ESTRATTO |
Incubo nucleare, Chernobyl sparita dai radar e la centrale di Zaporizhzhia in mano ai russi

9 Mar 2022 9:14 - di Lorenza Mariani
nucleare

Il conflitto russo-ucraino entra nel suo quattordicesimo giorno con l’incognita del rischio nucleare. Le centrali di Chernobyl e Zaporizhzhia sono nelle mani dei russi. E mentre nel primo caso L’Aiea, l’Agenzia internazionale per l’energia atomica, ha riferito di aver perso i contatti con il sistema di trasmissione dei dati dei sistemi di controllo della sicurezza. Nel secondo, in base a quanto scrive l’agenzia russa Ria Novosti – che cita un rappresentante della Guardia nazionale russa – tutto «funziona normalmente». Di più. Secondo i russi, circa 240 persone avrebbero deposto le armi. E «la situazione presso la centrale di Zaporizhzhia è sotto il completo controllo» delle forze di Mosca.

Rischio nucleare, i russi dichiarano di avere il «pieno controllo centrale Zaporizhzhia»

Una realtà di grande tensione, quella che si registrerebbe in queste ore nell’impianto che, a detta di quanto annunciato dal ministro dell’Energia ucraino Herman Halushchenko sulla sua pagina Facebook, «le forze di occupazione russe torturano il personale della centrale. Secondo le informazioni in nostro possesso – recita il post – gli occupanti hanno costretto la dirigenza a registrare un messaggio per utilizzarlo a fini propagandistici». E non che le cose vadano meglio a Chernobyl con cui, come anticipato in apertura, si sono persi i contatti con il sistema di trasmissione dei dati dei sistemi di controllo della sicurezza.

OBIETTIVO 1 |
Riproduci per intero l'articolo sulle centrali di Chernobyl e Zaporizhzhia, senza alcuna modifica.

DATI |
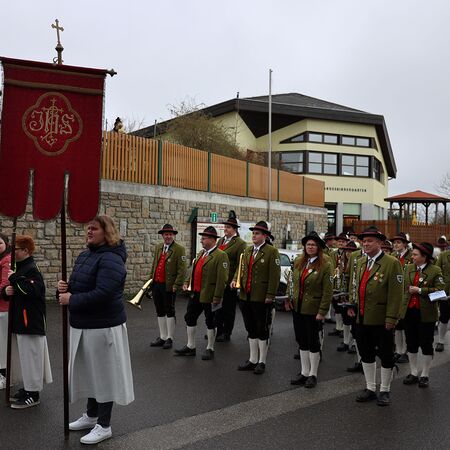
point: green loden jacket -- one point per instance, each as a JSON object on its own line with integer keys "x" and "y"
{"x": 214, "y": 275}
{"x": 430, "y": 280}
{"x": 317, "y": 291}
{"x": 384, "y": 290}
{"x": 175, "y": 265}
{"x": 234, "y": 249}
{"x": 443, "y": 262}
{"x": 265, "y": 274}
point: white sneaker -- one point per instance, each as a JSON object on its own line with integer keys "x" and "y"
{"x": 97, "y": 434}
{"x": 83, "y": 423}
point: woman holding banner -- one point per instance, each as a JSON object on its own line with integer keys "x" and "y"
{"x": 99, "y": 362}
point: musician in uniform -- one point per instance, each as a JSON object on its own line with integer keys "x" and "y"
{"x": 168, "y": 272}
{"x": 378, "y": 290}
{"x": 208, "y": 280}
{"x": 443, "y": 262}
{"x": 233, "y": 246}
{"x": 260, "y": 277}
{"x": 403, "y": 253}
{"x": 313, "y": 289}
{"x": 419, "y": 312}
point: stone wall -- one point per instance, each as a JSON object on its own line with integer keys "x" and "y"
{"x": 141, "y": 210}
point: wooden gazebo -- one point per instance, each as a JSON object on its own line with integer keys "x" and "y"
{"x": 408, "y": 203}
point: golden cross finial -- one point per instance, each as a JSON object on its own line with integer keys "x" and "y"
{"x": 59, "y": 48}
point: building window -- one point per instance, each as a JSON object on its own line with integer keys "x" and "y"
{"x": 292, "y": 161}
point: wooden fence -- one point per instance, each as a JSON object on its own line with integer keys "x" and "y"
{"x": 147, "y": 161}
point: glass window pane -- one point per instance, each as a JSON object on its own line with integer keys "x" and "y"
{"x": 363, "y": 142}
{"x": 330, "y": 138}
{"x": 347, "y": 159}
{"x": 315, "y": 137}
{"x": 348, "y": 170}
{"x": 315, "y": 157}
{"x": 315, "y": 168}
{"x": 362, "y": 171}
{"x": 330, "y": 158}
{"x": 348, "y": 140}
{"x": 362, "y": 161}
{"x": 330, "y": 169}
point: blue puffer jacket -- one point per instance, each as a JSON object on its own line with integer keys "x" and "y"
{"x": 96, "y": 285}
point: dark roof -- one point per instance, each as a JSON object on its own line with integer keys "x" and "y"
{"x": 288, "y": 109}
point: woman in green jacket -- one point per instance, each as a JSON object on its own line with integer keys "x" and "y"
{"x": 313, "y": 289}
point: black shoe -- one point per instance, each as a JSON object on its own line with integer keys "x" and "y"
{"x": 158, "y": 342}
{"x": 27, "y": 401}
{"x": 352, "y": 350}
{"x": 248, "y": 365}
{"x": 366, "y": 396}
{"x": 383, "y": 399}
{"x": 410, "y": 379}
{"x": 299, "y": 380}
{"x": 185, "y": 351}
{"x": 259, "y": 369}
{"x": 356, "y": 368}
{"x": 208, "y": 354}
{"x": 342, "y": 347}
{"x": 334, "y": 333}
{"x": 311, "y": 382}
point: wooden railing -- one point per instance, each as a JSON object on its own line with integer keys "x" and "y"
{"x": 147, "y": 161}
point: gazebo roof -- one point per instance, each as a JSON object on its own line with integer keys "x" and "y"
{"x": 417, "y": 197}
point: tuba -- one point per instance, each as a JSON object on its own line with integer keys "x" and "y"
{"x": 137, "y": 299}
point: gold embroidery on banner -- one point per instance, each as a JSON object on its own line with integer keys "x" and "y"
{"x": 52, "y": 123}
{"x": 59, "y": 87}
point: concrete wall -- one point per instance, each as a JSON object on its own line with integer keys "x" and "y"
{"x": 141, "y": 210}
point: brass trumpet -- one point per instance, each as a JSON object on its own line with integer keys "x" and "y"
{"x": 137, "y": 299}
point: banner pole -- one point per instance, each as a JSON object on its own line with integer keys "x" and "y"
{"x": 64, "y": 320}
{"x": 10, "y": 314}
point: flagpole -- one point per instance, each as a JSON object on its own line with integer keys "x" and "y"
{"x": 10, "y": 314}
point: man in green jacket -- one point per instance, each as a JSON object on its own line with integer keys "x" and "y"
{"x": 260, "y": 277}
{"x": 208, "y": 280}
{"x": 378, "y": 290}
{"x": 168, "y": 272}
{"x": 233, "y": 246}
{"x": 443, "y": 262}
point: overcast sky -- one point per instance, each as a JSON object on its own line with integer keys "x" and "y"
{"x": 388, "y": 57}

OBIETTIVO 2 |
Conta le righe dell'elenco in cui compare la stringa "banner". Rispondi solo con il numero.

RISULTATO FINALE 1 |
Incubo nucleare, Chernobyl sparita dai radar e la centrale di Zaporizhzhia in mano ai russi

9 Mar 2022 9:14 - di Lorenza Mariani
nucleare

Il conflitto russo-ucraino entra nel suo quattordicesimo giorno con l’incognita del rischio nucleare. Le centrali di Chernobyl e Zaporizhzhia sono nelle mani dei russi. E mentre nel primo caso L’Aiea, l’Agenzia internazionale per l’energia atomica, ha riferito di aver perso i contatti con il sistema di trasmissione dei dati dei sistemi di controllo della sicurezza. Nel secondo, in base a quanto scrive l’agenzia russa Ria Novosti – che cita un rappresentante della Guardia nazionale russa – tutto «funziona normalmente». Di più. Secondo i russi, circa 240 persone avrebbero deposto le armi. E «la situazione presso la centrale di Zaporizhzhia è sotto il completo controllo» delle forze di Mosca.

Rischio nucleare, i russi dichiarano di avere il «pieno controllo centrale Zaporizhzhia»

Una realtà di grande tensione, quella che si registrerebbe in queste ore nell’impianto che, a detta di quanto annunciato dal ministro dell’Energia ucraino Herman Halushchenko sulla sua pagina Facebook, «le forze di occupazione russe torturano il personale della centrale. Secondo le informazioni in nostro possesso – recita il post – gli occupanti hanno costretto la dirigenza a registrare un messaggio per utilizzarlo a fini propagandistici». E non che le cose vadano meglio a Chernobyl con cui, come anticipato in apertura, si sono persi i contatti con il sistema di trasmissione dei dati dei sistemi di controllo della sicurezza.

RISULTATO FINALE 2 |
3